Exercise data Block Start

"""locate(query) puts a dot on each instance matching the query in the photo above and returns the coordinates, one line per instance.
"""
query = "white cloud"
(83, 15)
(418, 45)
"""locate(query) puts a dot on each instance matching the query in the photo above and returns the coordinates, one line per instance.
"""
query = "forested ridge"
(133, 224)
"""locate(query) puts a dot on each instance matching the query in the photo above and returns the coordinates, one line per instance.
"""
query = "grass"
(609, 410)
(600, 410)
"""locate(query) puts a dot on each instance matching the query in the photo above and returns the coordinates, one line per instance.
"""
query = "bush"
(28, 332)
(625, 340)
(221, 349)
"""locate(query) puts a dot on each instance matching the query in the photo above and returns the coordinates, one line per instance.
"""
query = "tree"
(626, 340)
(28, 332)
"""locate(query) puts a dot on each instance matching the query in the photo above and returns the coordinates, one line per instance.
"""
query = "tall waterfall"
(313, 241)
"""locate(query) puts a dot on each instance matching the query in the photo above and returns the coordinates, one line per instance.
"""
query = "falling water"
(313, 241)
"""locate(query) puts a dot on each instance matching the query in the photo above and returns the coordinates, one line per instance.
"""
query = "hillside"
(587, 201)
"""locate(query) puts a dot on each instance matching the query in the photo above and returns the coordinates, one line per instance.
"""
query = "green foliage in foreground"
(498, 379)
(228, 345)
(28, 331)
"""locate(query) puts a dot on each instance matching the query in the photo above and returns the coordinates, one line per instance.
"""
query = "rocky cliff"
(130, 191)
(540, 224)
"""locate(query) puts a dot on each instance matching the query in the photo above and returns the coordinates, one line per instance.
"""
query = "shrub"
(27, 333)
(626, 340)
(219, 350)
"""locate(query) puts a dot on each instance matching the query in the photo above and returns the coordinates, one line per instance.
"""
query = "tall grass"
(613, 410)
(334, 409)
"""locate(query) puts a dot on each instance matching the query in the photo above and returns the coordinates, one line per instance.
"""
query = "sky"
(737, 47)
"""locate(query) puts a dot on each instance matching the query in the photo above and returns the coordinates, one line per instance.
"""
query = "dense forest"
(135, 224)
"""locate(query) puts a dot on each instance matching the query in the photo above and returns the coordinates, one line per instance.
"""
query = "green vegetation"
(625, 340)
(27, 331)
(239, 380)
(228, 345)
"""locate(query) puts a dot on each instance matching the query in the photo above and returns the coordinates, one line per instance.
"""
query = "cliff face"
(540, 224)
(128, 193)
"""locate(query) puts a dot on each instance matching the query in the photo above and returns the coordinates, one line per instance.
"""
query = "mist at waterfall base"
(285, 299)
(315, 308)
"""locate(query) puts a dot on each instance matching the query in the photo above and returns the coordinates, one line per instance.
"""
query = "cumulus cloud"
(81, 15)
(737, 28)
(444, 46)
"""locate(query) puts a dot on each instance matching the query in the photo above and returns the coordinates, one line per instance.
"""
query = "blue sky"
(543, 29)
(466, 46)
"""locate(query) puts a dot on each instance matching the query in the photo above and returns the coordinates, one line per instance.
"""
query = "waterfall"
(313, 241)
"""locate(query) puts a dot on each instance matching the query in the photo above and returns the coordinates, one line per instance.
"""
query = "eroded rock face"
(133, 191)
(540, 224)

Exercise data Block End
Exercise data Block Start

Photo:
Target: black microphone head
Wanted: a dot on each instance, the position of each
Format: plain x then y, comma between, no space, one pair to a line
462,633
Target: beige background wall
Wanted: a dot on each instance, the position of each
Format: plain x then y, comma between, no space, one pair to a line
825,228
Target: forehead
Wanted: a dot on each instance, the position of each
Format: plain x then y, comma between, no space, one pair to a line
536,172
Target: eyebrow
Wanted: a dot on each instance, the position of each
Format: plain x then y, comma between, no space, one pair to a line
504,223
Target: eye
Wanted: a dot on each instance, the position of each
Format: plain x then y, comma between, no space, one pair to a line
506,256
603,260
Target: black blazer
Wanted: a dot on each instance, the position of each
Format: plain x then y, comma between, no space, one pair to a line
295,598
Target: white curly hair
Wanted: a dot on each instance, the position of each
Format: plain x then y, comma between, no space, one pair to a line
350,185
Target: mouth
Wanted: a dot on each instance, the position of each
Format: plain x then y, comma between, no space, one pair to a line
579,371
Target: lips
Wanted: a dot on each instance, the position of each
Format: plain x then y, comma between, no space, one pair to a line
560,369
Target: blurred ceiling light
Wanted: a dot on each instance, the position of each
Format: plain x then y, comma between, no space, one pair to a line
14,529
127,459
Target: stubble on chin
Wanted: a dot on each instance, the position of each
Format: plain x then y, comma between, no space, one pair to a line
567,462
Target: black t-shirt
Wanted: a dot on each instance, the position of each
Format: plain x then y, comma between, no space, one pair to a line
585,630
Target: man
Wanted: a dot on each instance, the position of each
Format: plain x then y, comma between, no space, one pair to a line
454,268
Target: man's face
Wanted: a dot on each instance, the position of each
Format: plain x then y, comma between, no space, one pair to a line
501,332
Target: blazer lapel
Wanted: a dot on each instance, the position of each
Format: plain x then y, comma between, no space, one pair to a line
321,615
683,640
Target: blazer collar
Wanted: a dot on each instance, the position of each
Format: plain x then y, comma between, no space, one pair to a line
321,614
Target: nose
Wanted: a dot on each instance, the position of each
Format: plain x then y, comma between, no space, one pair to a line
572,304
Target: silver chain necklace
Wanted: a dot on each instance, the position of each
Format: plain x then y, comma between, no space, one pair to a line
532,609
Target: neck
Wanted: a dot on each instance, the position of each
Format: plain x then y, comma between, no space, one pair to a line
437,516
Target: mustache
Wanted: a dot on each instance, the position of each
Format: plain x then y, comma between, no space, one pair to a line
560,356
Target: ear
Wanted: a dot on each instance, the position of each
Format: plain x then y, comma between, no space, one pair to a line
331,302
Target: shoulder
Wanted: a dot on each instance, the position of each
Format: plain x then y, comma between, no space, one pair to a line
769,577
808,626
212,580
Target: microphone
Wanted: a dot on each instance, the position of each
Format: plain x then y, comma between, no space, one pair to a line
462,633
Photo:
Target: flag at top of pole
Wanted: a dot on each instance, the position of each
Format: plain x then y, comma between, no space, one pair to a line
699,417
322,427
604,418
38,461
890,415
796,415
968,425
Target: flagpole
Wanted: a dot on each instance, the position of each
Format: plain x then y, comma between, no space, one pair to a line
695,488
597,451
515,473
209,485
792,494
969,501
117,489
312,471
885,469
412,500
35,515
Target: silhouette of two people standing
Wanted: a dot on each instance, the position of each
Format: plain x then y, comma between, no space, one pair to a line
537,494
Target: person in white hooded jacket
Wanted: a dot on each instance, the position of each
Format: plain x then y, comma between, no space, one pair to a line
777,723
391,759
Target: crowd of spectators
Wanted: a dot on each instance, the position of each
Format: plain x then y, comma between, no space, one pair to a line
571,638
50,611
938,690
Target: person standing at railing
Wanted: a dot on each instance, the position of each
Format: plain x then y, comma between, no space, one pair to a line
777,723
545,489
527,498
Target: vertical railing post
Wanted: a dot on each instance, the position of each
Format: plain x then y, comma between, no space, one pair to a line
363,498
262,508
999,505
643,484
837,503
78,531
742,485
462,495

Exercise data Block End

*What you have to do*. What is needed is the number of lines in the data that contain "blazer", given with nothing else.

*Written response*. 3